Short exercise: Render the records as a Markdown table with the columns Row and Line. Cover only the part from the start of the records through the line containing "pixel 106 280", including that line. Give each line its own numbered row, and omit blank lines.

Data section:
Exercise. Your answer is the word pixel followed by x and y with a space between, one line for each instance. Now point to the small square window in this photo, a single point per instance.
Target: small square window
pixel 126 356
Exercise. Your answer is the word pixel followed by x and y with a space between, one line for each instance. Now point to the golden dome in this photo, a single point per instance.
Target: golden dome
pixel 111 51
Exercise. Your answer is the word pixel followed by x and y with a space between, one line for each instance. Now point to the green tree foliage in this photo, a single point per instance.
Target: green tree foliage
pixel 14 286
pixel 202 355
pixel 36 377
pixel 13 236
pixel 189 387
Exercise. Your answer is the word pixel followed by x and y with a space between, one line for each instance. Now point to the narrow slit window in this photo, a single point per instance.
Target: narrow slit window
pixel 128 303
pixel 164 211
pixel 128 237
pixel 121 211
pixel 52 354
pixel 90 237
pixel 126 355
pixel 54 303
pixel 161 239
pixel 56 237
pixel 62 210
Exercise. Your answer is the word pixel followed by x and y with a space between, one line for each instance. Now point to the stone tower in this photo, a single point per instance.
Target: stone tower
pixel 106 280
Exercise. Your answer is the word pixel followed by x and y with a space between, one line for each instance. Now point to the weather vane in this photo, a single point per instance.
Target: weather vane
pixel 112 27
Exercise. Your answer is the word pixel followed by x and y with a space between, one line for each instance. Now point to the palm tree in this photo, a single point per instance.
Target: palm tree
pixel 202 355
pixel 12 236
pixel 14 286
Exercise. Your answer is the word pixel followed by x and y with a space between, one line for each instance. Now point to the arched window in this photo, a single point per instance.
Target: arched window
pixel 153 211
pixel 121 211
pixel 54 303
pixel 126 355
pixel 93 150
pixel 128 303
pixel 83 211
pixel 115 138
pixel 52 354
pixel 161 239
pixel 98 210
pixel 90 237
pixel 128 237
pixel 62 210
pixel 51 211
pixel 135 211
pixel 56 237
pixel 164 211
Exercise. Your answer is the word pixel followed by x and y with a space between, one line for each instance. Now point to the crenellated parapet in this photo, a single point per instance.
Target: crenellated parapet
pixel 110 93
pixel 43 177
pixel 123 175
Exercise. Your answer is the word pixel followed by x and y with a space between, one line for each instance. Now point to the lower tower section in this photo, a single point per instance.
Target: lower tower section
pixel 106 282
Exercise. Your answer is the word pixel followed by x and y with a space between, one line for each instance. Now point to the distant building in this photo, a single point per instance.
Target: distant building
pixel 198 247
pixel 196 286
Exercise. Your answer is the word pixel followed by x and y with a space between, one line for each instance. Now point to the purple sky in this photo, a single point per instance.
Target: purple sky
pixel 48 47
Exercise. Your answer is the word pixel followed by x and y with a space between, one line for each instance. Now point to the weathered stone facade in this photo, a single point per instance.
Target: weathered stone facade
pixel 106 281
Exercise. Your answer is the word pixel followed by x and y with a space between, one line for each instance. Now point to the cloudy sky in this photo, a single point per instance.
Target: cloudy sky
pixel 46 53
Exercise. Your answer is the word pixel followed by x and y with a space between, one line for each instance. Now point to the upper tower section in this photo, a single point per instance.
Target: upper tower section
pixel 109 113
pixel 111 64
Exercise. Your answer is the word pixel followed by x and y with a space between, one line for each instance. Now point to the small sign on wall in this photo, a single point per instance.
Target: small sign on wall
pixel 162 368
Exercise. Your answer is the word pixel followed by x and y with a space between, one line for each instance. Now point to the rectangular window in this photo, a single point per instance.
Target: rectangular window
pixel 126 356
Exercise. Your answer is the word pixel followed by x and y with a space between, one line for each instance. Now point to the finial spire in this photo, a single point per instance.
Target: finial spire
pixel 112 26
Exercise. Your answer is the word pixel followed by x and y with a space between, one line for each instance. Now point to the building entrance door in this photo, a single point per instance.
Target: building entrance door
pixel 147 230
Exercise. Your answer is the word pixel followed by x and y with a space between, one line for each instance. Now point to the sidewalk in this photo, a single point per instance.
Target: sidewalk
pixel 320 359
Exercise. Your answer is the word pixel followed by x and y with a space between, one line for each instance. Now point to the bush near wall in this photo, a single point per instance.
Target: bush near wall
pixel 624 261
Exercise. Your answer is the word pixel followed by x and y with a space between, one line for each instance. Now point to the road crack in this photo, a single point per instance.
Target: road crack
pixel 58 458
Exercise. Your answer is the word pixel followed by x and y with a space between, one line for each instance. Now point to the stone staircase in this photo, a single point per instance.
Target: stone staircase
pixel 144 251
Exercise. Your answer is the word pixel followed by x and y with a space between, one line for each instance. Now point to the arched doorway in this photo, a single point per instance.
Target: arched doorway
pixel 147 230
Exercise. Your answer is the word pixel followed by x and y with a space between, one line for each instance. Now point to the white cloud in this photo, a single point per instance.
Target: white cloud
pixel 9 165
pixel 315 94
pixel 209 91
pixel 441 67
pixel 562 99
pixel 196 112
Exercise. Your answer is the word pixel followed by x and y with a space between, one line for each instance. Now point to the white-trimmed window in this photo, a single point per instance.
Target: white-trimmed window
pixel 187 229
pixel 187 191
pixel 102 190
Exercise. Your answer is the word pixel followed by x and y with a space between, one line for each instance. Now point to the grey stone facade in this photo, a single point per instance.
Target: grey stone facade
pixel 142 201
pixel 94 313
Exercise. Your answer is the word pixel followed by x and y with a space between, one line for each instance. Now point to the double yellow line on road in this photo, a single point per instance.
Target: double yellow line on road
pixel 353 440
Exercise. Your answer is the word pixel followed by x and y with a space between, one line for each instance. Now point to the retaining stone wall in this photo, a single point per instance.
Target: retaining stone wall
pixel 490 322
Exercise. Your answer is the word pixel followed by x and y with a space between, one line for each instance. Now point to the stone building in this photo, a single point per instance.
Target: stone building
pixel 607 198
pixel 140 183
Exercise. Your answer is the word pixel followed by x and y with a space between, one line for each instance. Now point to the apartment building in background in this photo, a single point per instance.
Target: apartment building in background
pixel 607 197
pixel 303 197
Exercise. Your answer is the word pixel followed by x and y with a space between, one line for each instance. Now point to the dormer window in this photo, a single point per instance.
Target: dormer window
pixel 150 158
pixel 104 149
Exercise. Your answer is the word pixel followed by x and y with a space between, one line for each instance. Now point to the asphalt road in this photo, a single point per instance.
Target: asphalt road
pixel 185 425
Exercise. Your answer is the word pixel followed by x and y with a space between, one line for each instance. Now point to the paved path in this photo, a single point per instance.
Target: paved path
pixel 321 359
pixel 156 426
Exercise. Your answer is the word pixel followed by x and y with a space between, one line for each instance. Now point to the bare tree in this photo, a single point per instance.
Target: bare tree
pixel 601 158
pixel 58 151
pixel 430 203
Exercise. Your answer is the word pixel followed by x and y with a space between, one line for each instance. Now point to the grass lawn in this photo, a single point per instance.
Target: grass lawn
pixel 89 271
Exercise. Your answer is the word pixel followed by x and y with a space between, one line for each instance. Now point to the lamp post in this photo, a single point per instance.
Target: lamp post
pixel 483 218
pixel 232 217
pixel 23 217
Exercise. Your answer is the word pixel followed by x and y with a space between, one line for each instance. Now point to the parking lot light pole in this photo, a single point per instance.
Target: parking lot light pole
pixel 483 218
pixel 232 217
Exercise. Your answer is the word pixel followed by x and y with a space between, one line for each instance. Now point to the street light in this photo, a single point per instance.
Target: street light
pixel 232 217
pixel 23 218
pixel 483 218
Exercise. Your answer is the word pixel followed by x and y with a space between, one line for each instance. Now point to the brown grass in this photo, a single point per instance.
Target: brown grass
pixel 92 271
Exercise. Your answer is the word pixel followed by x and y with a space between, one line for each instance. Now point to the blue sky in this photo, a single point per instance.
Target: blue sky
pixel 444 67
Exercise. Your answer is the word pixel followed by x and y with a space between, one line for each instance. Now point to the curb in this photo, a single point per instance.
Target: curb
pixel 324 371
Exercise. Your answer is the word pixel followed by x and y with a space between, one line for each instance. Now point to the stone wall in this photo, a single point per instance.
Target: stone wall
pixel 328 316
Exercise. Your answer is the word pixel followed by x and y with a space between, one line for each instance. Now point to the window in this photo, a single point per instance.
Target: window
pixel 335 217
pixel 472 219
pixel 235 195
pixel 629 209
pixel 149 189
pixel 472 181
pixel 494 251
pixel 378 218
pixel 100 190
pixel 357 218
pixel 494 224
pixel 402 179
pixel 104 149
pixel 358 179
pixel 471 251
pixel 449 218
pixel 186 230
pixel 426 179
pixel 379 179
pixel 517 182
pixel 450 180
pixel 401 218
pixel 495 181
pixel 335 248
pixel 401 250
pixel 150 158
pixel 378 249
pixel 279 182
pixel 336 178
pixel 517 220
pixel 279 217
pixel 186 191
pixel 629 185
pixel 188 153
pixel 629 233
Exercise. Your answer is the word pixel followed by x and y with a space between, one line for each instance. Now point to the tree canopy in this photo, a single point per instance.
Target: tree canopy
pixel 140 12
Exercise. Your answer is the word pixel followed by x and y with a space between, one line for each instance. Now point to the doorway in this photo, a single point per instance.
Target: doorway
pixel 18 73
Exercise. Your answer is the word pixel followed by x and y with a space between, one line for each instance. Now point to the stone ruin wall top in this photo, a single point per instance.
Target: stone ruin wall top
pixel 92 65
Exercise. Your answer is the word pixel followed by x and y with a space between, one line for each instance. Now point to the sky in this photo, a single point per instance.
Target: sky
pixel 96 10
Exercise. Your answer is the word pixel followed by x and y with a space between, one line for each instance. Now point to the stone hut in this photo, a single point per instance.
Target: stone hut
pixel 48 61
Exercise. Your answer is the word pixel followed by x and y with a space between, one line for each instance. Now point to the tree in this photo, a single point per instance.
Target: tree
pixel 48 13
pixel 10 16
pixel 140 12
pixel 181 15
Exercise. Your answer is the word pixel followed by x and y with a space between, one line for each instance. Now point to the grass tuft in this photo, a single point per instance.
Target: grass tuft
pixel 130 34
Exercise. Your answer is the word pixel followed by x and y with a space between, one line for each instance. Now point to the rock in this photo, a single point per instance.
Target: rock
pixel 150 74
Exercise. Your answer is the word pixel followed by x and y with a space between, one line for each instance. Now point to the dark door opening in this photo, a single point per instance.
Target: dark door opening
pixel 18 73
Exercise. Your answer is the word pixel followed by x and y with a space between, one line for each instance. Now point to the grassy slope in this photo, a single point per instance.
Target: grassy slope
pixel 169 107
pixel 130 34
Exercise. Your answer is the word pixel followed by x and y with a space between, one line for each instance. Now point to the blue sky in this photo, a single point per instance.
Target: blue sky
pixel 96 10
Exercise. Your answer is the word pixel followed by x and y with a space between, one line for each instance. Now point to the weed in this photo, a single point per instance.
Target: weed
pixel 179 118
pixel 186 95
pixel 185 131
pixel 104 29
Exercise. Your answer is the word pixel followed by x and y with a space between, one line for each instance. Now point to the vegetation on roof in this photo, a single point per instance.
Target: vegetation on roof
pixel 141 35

The reply:
| Row | Line |
|---|---|
| 1 | Exercise. Your answer is the word pixel followed by x and y with a space between, one line for each instance. Now point to the small square window in this photo, a single point per instance. |
| 2 | Target: small square window |
| 3 | pixel 126 356 |
| 4 | Exercise. Your answer is the word pixel followed by x and y with a space between, one line for each instance. Now point to the golden dome in this photo, a single point per instance. |
| 5 | Target: golden dome |
| 6 | pixel 111 51 |
| 7 | Exercise. Your answer is the word pixel followed by x and y with a space between, one line for each instance. Now point to the green tree foliage in this photo, a single point per instance. |
| 8 | Target: green tree foliage |
| 9 | pixel 14 286 |
| 10 | pixel 202 355 |
| 11 | pixel 36 377 |
| 12 | pixel 13 236 |
| 13 | pixel 189 387 |
| 14 | Exercise. Your answer is the word pixel followed by x and y with a space between, one line for each instance. Now point to the narrow slit window in this photo, a single point per instance. |
| 15 | Target: narrow slit window |
| 16 | pixel 128 303 |
| 17 | pixel 164 211 |
| 18 | pixel 128 237 |
| 19 | pixel 121 211 |
| 20 | pixel 52 354 |
| 21 | pixel 90 237 |
| 22 | pixel 126 355 |
| 23 | pixel 54 303 |
| 24 | pixel 161 239 |
| 25 | pixel 56 237 |
| 26 | pixel 62 210 |
| 27 | Exercise. Your answer is the word pixel followed by x and y with a space between, one line for each instance. Now point to the stone tower in this photo, a single point per instance. |
| 28 | Target: stone tower |
| 29 | pixel 106 280 |